» **What needs to be done**
Reproduce the entries starting at the line that contains "Accessibility service: describe the location of black tank" and ending at the line that contains "541,224 -> 556,232", substituting "running shoe" for "sneaker" and leaving everything else unchanged.

» **Records**
=-=-=-=-=

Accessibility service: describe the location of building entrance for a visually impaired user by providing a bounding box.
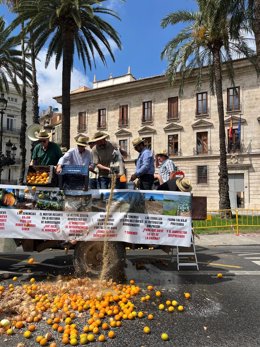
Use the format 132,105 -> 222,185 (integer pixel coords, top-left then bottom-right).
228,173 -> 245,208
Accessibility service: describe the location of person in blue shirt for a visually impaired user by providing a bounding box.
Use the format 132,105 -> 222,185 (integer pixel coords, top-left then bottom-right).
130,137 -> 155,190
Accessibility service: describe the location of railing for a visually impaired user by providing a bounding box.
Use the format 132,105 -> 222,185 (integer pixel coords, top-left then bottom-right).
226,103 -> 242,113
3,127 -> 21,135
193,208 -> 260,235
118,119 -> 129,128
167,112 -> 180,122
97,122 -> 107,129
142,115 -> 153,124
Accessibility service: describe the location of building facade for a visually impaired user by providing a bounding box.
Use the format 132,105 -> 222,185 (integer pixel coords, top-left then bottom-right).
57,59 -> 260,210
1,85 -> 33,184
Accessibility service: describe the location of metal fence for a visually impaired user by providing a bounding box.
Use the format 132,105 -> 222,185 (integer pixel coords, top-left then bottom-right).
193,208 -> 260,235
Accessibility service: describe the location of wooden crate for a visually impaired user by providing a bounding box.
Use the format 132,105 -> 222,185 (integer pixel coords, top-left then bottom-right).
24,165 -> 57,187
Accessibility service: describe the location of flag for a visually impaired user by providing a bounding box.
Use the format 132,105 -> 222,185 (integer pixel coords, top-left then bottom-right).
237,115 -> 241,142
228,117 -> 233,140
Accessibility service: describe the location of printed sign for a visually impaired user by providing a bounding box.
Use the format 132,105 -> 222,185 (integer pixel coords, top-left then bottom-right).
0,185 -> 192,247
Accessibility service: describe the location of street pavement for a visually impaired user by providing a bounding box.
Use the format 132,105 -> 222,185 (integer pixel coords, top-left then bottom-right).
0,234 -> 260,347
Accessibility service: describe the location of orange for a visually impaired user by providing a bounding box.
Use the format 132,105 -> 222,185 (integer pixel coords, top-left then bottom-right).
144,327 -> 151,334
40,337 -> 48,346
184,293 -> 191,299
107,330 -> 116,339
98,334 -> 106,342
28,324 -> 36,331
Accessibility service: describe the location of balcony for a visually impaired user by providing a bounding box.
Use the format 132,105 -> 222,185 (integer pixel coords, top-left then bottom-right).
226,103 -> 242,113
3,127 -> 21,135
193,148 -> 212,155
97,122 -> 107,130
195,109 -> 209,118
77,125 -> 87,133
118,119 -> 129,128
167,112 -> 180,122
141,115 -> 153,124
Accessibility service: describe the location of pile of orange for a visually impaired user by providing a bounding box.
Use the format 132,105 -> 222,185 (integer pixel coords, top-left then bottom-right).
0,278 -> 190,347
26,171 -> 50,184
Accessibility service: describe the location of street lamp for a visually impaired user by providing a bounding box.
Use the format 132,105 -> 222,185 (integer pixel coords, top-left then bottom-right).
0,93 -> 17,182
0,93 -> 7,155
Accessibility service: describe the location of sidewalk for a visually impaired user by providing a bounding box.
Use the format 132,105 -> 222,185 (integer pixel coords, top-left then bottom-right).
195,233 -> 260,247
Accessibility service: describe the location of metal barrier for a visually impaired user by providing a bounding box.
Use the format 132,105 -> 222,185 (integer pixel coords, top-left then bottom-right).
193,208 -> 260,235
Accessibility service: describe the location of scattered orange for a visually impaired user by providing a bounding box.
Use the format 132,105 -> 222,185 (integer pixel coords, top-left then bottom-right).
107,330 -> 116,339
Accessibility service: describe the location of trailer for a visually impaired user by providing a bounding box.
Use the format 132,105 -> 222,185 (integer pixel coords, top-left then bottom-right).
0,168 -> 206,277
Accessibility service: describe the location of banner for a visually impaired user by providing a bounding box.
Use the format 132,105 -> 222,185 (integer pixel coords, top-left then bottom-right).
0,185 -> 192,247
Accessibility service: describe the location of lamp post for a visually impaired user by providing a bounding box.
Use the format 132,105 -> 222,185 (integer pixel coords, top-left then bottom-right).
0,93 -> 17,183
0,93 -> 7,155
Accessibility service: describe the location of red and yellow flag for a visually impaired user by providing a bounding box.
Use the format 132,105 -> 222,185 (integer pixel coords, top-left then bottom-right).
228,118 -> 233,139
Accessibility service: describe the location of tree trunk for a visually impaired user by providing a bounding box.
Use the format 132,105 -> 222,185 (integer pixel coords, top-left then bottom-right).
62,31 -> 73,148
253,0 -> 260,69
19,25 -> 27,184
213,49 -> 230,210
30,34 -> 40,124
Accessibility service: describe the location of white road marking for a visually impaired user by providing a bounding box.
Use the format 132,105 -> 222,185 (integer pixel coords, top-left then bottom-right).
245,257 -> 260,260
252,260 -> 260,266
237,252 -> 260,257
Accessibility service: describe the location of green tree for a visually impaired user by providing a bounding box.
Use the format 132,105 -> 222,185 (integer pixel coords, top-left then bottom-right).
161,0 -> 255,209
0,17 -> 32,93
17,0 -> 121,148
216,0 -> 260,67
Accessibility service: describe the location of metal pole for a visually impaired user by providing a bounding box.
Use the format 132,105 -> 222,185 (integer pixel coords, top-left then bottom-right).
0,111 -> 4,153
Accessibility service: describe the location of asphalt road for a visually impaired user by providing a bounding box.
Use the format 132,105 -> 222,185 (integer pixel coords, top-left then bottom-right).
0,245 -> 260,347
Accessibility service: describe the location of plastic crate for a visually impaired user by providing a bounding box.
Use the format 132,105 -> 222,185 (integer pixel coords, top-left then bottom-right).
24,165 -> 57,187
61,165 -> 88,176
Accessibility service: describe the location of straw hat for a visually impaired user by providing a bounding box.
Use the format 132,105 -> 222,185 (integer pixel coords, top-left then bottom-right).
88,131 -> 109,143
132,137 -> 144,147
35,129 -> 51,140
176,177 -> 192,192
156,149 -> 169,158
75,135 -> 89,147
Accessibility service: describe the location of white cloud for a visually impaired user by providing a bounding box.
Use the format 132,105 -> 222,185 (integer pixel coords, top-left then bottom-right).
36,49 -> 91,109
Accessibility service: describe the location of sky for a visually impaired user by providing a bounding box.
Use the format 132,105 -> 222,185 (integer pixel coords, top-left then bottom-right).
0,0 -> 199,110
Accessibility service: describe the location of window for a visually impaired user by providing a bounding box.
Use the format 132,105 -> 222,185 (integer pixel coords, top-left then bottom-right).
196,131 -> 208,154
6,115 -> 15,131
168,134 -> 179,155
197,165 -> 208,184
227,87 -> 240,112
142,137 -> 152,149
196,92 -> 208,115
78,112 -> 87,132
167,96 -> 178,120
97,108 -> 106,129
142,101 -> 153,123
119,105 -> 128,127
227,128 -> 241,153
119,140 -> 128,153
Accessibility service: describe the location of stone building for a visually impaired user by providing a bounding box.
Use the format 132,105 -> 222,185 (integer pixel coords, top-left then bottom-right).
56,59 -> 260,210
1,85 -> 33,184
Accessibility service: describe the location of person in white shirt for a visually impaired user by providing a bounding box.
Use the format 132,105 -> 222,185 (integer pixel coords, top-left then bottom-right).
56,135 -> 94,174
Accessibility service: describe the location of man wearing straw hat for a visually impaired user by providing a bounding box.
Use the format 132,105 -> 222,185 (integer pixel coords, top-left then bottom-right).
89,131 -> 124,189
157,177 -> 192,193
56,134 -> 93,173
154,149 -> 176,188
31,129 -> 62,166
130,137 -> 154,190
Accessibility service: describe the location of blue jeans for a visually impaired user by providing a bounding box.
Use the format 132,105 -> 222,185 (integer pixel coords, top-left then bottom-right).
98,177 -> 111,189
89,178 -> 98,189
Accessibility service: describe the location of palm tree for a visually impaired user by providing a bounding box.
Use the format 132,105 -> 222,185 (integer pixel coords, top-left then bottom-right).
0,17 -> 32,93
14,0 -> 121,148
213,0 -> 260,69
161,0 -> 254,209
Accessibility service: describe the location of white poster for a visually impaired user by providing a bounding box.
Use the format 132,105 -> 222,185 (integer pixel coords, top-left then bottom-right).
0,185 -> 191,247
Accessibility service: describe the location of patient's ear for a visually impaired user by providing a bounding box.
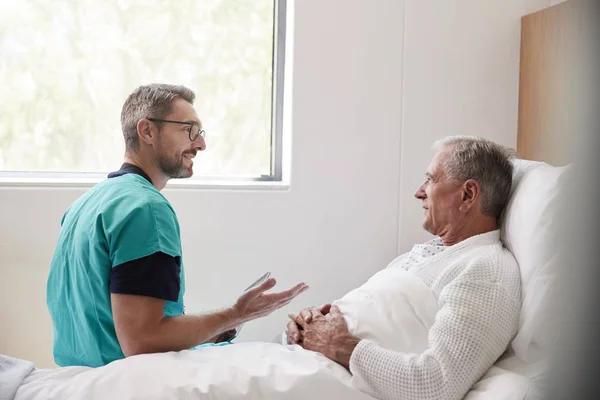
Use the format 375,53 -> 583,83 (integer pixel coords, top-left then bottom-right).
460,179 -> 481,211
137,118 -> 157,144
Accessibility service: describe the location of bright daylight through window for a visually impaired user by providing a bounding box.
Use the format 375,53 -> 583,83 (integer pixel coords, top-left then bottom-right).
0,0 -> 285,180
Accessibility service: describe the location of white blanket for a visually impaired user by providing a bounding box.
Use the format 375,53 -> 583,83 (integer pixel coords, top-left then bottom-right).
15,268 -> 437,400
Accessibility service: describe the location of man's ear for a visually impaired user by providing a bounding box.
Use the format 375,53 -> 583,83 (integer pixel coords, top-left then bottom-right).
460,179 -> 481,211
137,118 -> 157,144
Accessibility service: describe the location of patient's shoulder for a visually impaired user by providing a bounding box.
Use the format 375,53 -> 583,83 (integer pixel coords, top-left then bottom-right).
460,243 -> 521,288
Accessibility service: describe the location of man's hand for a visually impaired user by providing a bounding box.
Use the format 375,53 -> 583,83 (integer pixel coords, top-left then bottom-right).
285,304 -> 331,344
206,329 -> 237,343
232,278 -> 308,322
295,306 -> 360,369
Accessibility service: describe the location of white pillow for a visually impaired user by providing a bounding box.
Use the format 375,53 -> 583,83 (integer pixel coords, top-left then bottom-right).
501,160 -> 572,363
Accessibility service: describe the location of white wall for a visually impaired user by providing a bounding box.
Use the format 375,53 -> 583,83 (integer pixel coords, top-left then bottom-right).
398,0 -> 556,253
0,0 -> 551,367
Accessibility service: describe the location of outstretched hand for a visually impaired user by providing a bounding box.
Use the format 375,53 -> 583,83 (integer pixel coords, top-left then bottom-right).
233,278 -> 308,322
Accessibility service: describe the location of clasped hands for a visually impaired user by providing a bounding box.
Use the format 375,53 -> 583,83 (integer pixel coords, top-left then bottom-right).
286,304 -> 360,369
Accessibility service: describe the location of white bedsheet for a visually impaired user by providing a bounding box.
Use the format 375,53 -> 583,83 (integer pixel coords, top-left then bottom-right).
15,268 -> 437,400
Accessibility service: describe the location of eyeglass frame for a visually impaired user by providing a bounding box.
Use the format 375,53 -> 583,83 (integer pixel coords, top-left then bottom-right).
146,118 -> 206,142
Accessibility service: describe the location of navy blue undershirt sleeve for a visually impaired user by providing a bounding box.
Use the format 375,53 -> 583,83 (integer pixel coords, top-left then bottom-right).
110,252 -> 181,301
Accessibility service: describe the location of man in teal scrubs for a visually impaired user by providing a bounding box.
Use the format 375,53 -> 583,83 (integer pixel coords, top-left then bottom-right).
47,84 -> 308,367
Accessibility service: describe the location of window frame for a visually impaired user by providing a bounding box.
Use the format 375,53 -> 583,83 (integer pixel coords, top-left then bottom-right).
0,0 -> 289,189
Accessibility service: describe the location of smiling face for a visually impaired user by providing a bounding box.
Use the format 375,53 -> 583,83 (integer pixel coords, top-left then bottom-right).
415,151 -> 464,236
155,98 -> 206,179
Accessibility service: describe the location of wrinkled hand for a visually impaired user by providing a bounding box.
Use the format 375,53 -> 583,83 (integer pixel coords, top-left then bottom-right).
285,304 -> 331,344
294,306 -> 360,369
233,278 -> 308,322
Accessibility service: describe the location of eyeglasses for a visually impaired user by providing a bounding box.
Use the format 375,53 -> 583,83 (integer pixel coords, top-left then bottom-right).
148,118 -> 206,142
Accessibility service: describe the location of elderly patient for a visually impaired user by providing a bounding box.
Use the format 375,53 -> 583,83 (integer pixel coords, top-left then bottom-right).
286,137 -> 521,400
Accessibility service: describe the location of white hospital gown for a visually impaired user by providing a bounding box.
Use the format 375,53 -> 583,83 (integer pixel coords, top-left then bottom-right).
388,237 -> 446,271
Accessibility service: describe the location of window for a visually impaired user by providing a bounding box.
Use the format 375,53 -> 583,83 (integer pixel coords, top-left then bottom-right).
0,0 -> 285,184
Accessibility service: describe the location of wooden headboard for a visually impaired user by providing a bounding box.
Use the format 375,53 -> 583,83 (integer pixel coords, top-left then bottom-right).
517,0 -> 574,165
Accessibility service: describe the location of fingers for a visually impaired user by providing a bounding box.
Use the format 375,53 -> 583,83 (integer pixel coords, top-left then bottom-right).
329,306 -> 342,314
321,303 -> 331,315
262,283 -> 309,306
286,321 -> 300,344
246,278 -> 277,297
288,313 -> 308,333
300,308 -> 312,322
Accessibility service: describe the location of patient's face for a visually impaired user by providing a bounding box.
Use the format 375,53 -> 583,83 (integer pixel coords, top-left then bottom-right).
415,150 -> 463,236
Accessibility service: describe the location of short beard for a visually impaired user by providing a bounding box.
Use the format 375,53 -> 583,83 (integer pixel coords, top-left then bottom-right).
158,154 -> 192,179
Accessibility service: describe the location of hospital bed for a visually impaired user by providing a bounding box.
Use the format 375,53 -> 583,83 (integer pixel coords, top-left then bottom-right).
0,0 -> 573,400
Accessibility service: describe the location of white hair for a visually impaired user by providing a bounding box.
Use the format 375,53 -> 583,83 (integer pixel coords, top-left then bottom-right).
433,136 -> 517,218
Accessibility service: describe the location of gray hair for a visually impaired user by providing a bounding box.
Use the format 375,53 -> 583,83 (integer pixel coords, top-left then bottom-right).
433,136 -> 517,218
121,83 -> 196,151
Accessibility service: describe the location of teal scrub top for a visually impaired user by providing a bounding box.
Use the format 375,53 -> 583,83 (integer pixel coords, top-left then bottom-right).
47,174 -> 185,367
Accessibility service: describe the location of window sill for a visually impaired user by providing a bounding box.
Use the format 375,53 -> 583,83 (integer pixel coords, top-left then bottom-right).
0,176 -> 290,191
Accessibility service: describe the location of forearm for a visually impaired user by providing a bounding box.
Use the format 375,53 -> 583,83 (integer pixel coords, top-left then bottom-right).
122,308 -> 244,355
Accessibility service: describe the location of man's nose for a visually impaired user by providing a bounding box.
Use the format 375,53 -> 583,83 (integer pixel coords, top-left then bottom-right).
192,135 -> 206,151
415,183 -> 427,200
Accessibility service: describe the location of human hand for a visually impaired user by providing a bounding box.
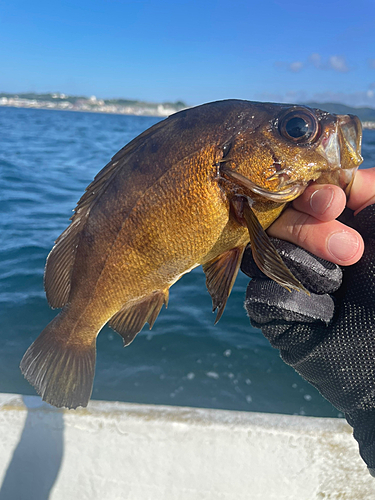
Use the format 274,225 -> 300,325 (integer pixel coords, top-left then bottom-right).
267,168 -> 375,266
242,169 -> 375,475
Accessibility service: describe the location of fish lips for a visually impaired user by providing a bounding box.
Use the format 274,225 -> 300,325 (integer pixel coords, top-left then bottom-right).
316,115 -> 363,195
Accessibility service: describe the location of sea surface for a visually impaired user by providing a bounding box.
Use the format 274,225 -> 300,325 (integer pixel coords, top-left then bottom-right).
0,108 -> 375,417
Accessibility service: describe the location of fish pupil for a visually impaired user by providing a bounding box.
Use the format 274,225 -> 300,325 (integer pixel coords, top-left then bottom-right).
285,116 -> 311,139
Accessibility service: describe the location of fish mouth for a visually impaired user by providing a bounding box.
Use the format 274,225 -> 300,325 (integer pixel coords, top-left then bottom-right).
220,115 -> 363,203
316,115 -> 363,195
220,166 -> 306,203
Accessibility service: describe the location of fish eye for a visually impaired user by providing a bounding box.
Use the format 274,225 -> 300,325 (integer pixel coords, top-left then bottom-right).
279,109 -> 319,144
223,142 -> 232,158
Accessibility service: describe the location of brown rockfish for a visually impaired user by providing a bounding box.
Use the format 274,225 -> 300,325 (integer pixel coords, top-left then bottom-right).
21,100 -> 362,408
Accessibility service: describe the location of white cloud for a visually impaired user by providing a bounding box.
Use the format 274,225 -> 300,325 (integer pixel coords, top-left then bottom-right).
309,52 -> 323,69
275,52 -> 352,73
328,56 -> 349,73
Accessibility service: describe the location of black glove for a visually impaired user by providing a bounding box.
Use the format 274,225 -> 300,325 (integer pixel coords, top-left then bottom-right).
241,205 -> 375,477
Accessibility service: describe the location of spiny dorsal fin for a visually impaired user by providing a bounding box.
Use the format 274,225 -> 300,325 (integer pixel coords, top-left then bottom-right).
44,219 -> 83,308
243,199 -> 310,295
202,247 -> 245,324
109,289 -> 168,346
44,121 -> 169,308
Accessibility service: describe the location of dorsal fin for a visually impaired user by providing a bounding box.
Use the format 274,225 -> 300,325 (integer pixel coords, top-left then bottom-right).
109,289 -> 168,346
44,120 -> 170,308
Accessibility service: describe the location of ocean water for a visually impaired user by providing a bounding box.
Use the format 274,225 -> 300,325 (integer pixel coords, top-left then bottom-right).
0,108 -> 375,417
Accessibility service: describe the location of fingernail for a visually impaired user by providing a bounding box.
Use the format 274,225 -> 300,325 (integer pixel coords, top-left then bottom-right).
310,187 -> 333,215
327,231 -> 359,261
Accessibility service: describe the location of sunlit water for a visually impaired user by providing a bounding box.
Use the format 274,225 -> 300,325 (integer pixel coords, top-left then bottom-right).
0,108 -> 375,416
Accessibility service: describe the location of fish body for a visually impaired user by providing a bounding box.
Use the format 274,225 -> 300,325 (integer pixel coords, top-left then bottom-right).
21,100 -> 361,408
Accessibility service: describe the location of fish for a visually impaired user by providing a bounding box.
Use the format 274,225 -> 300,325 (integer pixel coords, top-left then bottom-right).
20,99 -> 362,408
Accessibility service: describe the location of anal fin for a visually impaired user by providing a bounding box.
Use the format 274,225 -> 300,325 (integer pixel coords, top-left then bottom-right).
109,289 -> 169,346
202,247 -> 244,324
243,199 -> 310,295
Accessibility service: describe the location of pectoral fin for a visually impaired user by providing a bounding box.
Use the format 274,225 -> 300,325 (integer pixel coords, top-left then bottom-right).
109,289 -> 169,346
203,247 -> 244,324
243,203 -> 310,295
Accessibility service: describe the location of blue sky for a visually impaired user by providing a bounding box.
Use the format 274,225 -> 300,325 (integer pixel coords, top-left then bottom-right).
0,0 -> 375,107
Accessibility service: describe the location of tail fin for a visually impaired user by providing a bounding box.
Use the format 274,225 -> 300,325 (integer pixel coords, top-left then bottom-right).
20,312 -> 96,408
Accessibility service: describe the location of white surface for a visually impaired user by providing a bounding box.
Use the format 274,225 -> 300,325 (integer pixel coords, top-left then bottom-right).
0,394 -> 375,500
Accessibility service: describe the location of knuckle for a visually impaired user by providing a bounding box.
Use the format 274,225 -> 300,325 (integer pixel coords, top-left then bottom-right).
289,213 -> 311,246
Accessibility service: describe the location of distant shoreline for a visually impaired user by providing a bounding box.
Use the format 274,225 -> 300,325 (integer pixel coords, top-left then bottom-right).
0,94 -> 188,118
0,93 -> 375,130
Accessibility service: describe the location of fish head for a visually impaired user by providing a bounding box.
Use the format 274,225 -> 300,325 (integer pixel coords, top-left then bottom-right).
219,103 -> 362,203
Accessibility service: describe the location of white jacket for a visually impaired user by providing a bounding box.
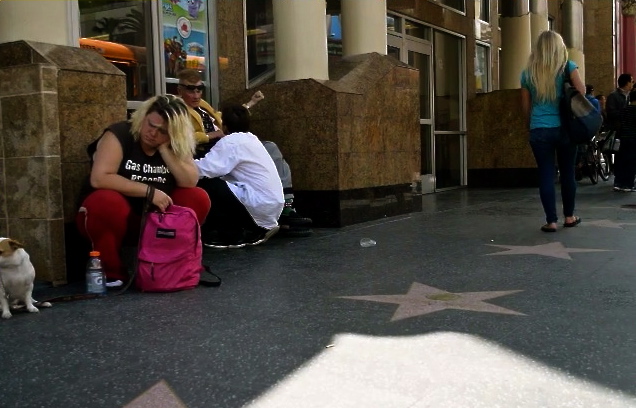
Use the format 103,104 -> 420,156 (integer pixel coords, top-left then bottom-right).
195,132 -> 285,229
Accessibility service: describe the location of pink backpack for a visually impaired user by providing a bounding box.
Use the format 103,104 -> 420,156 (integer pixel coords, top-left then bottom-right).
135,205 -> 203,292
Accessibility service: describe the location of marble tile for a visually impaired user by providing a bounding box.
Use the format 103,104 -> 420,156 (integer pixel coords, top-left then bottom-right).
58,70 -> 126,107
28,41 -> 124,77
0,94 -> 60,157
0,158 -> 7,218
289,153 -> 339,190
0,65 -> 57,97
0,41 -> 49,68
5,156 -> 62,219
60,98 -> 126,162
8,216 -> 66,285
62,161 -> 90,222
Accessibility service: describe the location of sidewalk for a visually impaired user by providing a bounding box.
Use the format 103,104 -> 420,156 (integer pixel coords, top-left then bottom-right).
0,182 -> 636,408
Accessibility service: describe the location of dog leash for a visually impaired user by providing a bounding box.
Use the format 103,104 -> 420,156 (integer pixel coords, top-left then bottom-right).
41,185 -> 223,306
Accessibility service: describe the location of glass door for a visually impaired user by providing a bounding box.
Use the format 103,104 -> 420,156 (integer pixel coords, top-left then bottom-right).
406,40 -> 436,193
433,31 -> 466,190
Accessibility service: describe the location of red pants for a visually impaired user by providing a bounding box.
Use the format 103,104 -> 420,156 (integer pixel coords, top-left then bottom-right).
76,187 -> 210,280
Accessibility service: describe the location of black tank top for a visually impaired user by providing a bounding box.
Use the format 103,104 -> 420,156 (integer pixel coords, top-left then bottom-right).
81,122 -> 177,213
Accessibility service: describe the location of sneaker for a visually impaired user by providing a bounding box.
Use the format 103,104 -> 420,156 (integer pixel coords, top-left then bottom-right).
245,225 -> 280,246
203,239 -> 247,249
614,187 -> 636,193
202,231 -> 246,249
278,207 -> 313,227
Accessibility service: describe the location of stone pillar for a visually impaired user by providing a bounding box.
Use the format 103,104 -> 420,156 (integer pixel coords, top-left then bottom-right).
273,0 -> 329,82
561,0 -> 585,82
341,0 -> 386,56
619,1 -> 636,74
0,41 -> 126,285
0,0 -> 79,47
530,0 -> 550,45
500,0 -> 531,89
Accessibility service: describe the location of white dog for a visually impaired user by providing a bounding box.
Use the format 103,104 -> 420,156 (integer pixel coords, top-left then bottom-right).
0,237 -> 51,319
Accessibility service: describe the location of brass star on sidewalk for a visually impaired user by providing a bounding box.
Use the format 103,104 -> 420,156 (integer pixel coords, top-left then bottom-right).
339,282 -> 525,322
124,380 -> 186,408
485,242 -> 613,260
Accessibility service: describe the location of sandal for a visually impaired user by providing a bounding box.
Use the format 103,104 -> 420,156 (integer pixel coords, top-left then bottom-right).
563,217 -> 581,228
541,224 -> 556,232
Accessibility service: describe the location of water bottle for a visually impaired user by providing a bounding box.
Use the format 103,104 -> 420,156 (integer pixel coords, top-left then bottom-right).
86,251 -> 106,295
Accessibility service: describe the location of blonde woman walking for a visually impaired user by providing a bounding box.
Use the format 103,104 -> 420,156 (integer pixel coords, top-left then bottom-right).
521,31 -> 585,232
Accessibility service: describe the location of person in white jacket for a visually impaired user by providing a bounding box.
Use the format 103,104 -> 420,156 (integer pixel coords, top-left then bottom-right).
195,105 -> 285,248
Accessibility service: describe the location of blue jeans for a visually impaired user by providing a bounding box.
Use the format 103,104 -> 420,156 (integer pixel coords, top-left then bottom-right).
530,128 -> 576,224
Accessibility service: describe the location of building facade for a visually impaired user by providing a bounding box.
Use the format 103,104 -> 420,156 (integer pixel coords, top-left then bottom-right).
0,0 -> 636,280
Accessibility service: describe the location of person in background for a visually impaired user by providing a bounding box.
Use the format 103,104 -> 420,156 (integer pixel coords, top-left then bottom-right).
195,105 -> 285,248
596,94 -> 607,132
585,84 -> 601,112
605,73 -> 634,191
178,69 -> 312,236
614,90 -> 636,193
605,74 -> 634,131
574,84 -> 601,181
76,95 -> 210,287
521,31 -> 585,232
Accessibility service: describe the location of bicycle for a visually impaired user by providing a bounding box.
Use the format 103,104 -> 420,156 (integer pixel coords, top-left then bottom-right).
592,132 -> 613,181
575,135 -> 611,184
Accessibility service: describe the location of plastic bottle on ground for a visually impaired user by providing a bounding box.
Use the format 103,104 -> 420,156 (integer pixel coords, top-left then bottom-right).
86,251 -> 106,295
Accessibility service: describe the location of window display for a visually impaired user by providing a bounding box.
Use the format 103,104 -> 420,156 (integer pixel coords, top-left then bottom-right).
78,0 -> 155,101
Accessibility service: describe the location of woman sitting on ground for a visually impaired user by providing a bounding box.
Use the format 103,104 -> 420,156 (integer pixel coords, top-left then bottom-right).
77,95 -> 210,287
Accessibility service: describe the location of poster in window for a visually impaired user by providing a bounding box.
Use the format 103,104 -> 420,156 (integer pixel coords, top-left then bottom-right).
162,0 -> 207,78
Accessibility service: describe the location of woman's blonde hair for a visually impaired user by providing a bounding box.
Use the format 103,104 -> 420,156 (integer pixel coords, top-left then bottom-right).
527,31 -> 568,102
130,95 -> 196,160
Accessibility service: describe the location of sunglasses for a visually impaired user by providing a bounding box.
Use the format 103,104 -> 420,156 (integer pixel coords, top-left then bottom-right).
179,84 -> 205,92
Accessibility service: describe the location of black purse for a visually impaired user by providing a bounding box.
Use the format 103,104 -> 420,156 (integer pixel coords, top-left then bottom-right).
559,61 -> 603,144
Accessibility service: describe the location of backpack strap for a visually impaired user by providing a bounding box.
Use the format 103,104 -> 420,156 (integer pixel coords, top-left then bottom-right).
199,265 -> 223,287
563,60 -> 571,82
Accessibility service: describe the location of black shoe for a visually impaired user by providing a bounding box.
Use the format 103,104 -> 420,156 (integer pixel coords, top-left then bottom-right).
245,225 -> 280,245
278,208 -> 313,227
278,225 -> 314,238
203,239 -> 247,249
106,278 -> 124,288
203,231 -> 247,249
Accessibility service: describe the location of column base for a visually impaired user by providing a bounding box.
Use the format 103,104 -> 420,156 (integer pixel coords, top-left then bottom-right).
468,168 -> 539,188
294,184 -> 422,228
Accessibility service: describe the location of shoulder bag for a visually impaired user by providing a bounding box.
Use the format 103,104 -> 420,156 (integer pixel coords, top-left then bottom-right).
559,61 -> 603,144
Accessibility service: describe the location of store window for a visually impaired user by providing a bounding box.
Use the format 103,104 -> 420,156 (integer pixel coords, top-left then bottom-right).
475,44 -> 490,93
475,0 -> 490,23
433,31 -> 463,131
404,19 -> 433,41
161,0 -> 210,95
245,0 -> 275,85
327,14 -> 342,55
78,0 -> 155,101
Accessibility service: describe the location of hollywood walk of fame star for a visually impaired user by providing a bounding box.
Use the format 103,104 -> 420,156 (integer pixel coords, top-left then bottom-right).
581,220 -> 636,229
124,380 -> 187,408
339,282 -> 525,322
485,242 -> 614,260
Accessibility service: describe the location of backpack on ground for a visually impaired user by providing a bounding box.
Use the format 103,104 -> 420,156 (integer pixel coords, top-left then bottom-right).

=-=-=-=-=

» **Result**
Accessibility service: describe the location of black tank top for a visually impaired user by providing a bounding box.
Use the format 103,104 -> 420,156 (integer pixel coords, top-left then bottom-right).
81,122 -> 177,213
Accessibility service: describe the location of running shoe for a visually impaired user by providing a bounding box.
Use the format 103,104 -> 420,156 (integer pixel coords, top-left then bottom-right).
245,225 -> 280,246
203,239 -> 247,249
614,187 -> 636,193
202,231 -> 246,249
278,207 -> 313,227
Accessibility service: describe the location of stone pillar for a visually impaired user by providing a bounding box.
Use the format 103,104 -> 420,156 (integer pixel coords, top-left then bottom-right).
273,0 -> 329,82
561,0 -> 585,82
341,0 -> 386,56
619,1 -> 636,74
0,41 -> 126,285
0,0 -> 79,47
530,0 -> 550,45
500,0 -> 531,89
Accessibility service: describe the location of white dog for a visually impaired user by providing a bounding box.
Use the format 103,104 -> 420,156 (integer pixel coords, top-left then bottom-right).
0,237 -> 51,319
Accessibility service: describe the location of brass star on sidewalk for a visually impaired user by providing a bounding box.
Use the format 103,104 -> 420,156 (integer pixel coords, top-left then bottom-right).
339,282 -> 525,322
124,380 -> 186,408
485,242 -> 613,260
Accessibility service: describe the location of sandal for a visually impaired user by providing a bounding box.
Use the format 103,104 -> 420,156 (integer pixel coords, top-left then bottom-right).
563,217 -> 581,228
541,224 -> 556,232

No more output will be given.